Die Komplementär-GmbH der Beschwerdeführerin hatte drei Gesellschafter, die auch die drei Kommanditisten der Beschwerdeführerin waren. Zwei davon waren auch Gesellschafter der G-OHG, die ihrerseits in den Zeiträumen der Darlehensgewährungen an die Beschwerdeführerin aus drei Gesellschaftern bestand. 1978 traten die erwähnten beiden Gesellschafter der OHG (Dr. H und J) ihre Kommanditanteile an der Beschwerdeführerin ebenso wie ihre Geschäftsanteile an der Komplementär-GmbH an ihre Ehegattinnen ab. Der dritte Kommanditist und Gesellschafter der Komplementär-GmbH schied 1981 aus der Gesellschaft aus, wobei seine Anteile an die bereits genannten beiden Kommanditistinnen übergingen. Die dritte Gesellschafterin der OHG (Mutter von Dr. H und J) schied aus der OHG 1983 aus. Ihre Anteile wuchsen den beiden Söhnen zu. Die Geschäftsführungsbefugnis an der Komplementär-GmbH der beschwerdeführenden KG blieb auch nach ihrem Ausscheiden aus dieser bei den Gesellschaftern Dr. H und J der G-OHG.

Gespeicherte Einträge

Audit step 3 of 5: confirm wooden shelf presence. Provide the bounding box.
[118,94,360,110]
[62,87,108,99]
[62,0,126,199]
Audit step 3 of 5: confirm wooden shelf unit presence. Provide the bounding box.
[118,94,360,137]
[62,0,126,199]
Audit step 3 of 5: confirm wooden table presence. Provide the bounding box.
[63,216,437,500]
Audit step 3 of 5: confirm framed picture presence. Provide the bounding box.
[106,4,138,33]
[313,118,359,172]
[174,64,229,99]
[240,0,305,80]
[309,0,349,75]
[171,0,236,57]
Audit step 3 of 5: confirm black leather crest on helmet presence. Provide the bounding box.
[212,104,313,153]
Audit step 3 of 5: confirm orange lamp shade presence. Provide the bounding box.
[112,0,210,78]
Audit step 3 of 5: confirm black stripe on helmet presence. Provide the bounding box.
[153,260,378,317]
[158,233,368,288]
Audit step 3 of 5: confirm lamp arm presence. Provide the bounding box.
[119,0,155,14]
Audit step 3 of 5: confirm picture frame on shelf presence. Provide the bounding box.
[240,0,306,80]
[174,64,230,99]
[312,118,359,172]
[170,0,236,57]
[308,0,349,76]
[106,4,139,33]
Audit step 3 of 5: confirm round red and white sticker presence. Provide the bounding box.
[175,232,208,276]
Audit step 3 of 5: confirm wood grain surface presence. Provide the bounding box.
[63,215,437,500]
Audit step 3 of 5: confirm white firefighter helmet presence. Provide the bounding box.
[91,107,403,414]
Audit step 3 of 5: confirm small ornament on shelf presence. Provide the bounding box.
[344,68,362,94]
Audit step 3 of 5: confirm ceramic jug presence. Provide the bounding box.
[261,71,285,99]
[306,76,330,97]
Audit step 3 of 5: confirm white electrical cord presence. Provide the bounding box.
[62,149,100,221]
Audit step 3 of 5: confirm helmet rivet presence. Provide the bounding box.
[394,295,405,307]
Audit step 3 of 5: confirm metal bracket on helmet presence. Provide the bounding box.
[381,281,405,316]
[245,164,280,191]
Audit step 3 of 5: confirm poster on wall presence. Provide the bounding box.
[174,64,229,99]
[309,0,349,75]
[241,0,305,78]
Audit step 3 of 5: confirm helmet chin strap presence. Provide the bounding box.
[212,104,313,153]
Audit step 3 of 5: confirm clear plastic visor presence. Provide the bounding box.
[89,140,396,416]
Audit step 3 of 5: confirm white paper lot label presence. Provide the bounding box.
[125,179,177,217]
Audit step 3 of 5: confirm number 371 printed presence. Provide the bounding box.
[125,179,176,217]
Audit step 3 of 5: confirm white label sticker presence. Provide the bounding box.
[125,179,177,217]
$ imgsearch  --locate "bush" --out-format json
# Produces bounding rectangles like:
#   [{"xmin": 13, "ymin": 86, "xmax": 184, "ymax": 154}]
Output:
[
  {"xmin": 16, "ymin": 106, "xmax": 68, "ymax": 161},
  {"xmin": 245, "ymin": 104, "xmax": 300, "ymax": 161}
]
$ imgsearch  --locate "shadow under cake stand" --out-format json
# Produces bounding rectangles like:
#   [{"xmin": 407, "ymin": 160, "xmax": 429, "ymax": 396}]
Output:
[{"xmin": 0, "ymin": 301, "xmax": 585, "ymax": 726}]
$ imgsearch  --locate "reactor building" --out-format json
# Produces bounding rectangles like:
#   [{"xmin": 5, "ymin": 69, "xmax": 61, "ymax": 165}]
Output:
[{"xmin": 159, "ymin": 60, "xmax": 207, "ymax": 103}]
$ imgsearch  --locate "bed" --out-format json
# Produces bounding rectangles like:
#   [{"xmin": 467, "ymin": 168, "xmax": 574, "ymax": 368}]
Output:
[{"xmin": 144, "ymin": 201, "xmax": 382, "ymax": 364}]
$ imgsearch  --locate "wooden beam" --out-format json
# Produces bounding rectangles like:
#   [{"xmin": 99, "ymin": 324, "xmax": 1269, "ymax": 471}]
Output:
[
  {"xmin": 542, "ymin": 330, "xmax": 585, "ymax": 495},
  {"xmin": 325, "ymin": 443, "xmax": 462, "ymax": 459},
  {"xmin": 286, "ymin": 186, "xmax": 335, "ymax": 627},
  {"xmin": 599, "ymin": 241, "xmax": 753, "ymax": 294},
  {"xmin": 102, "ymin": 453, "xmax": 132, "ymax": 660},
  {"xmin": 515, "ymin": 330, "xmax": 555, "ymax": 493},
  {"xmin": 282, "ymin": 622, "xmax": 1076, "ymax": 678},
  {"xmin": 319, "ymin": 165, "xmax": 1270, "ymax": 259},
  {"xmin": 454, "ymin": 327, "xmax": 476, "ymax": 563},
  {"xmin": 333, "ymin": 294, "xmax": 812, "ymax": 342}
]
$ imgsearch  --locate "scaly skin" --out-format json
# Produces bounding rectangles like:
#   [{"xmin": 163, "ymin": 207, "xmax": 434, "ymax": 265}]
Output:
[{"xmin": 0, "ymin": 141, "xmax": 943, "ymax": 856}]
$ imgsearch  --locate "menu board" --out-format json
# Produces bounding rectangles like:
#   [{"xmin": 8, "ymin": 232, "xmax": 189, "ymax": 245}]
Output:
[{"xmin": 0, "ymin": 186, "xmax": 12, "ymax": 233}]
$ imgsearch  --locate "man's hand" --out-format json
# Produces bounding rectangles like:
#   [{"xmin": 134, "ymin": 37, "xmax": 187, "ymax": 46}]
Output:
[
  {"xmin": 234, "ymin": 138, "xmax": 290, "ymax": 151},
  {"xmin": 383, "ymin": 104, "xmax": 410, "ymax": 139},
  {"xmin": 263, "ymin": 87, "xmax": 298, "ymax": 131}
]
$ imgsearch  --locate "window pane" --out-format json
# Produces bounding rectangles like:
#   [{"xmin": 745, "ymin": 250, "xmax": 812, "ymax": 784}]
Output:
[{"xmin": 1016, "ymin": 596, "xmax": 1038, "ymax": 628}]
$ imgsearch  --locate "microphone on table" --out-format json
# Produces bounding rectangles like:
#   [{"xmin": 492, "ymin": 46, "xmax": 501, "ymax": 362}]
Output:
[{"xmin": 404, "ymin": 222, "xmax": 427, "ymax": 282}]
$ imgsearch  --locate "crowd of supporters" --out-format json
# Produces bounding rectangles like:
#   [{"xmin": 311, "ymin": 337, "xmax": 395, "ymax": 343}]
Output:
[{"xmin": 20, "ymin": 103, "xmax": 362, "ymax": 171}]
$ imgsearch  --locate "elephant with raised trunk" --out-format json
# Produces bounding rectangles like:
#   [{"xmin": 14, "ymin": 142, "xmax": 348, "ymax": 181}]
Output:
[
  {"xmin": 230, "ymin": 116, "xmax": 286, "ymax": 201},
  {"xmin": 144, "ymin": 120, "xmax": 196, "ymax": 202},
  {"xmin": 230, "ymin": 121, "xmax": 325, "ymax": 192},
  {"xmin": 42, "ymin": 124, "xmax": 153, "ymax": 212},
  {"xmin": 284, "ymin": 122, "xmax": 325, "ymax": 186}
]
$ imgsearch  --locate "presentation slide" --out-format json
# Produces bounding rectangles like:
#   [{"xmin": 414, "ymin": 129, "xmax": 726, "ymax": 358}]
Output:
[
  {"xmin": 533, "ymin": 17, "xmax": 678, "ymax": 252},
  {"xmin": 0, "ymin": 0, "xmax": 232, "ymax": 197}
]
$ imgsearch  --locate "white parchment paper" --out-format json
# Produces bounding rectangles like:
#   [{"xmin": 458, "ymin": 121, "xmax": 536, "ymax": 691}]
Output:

Aufgabenliste:
**a)** Nennen Sie sämtliche Jahreszahlen, die im Lesetext vorkommen.
**b)** Geben Sie in den Zeilen den Abschnitt erneut wieder, der mit der Zeile beginnt, die „Audit step 3 of 5: confirm wood grain“ enthält, und mit der Zeile endet, die „[245,164,280,191]“ enthält, wobei Sie „helmet“ überall durch „headgear“ ersetzen.
Der Lesetext und die Zeilen haben inhaltlich nichts miteinander zu tun.

Lösungen:
**a)** 1978, 1981, 1983

**b)**
Audit step 3 of 5: confirm wood grain surface presence. Provide the bounding box.
[63,215,437,500]
Audit step 3 of 5: confirm white firefighter headgear presence. Provide the bounding box.
[91,107,403,414]
Audit step 3 of 5: confirm small ornament on shelf presence. Provide the bounding box.
[344,68,362,94]
Audit step 3 of 5: confirm ceramic jug presence. Provide the bounding box.
[261,71,285,99]
[306,76,330,97]
Audit step 3 of 5: confirm white electrical cord presence. Provide the bounding box.
[62,149,100,221]
Audit step 3 of 5: confirm headgear rivet presence. Provide the bounding box.
[394,295,405,307]
Audit step 3 of 5: confirm metal bracket on headgear presence. Provide the bounding box.
[381,281,405,316]
[245,164,280,191]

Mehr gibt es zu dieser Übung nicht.